» **EXERCISE DIRECTIONS**
Where a line holds the word "location", count it, then give only the total for the entries below.

» **RECORDS SUPPLIED**
# # # #

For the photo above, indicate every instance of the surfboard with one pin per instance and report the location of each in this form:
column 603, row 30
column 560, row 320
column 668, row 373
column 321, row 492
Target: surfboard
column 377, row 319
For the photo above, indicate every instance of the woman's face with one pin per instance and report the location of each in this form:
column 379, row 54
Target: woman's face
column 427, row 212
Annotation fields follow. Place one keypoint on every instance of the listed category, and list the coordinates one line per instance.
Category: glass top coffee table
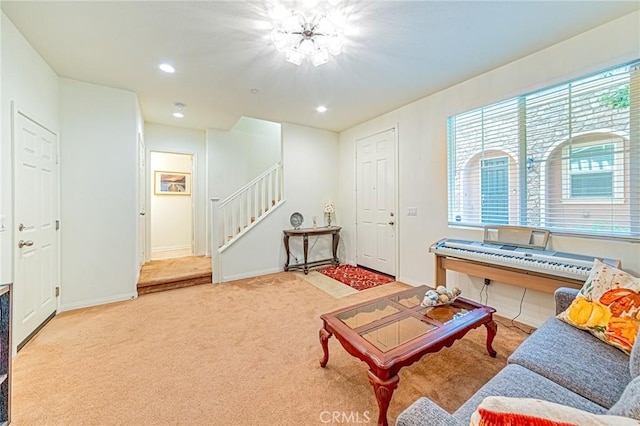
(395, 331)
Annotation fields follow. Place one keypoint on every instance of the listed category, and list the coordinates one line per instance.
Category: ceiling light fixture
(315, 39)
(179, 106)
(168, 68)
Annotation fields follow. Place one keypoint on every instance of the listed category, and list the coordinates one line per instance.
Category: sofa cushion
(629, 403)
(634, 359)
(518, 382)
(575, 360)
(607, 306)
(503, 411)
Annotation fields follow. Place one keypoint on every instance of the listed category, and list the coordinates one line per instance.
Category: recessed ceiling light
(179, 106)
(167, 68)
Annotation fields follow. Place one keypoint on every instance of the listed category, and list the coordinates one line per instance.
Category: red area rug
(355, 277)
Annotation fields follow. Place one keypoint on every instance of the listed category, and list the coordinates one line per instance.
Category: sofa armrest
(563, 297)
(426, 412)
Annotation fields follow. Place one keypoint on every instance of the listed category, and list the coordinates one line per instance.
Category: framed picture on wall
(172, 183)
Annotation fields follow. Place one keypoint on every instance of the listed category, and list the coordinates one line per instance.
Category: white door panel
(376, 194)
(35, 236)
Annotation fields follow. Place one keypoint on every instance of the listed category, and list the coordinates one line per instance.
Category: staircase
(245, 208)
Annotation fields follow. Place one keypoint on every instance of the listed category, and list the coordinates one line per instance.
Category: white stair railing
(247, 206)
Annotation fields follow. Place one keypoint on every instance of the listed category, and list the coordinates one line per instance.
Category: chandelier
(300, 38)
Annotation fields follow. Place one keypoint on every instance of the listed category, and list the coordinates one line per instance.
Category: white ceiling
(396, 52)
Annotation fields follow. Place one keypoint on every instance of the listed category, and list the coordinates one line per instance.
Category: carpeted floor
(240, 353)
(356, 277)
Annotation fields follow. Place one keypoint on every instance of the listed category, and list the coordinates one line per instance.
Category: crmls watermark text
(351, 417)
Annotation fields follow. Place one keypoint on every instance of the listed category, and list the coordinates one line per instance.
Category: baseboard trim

# # # #

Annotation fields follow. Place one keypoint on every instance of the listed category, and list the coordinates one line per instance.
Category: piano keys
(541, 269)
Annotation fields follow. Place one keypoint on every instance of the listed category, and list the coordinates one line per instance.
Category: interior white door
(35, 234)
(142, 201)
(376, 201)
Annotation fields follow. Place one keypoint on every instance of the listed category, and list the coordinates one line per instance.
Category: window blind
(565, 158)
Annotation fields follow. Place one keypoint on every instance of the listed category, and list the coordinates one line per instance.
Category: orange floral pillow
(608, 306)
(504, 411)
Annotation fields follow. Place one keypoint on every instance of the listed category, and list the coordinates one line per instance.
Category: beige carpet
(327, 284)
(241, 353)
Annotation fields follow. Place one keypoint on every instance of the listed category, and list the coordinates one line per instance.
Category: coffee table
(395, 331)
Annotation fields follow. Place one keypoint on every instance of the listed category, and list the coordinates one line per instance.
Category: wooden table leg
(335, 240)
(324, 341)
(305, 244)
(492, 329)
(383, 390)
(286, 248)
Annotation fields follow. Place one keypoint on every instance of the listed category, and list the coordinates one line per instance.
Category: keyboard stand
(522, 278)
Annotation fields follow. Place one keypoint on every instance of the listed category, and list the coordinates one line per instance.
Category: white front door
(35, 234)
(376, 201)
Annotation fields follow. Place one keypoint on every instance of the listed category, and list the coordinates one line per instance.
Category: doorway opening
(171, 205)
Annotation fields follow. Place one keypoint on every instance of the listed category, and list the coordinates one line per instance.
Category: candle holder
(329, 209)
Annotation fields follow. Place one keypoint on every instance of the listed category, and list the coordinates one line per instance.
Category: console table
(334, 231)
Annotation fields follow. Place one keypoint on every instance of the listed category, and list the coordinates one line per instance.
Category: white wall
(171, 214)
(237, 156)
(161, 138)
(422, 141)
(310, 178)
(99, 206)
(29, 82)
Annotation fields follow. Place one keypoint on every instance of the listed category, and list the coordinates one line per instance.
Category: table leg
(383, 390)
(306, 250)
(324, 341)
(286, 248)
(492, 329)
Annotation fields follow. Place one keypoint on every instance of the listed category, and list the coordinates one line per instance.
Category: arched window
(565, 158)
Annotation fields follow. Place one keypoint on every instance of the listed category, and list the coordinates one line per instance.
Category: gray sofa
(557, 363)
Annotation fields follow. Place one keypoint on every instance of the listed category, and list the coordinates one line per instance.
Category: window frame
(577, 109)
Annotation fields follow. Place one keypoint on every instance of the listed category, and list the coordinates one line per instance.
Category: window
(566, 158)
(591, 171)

# # # #

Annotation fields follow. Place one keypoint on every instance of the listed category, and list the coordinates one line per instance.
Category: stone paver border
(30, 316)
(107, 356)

# # # #

» **TASK OUTPUT**
2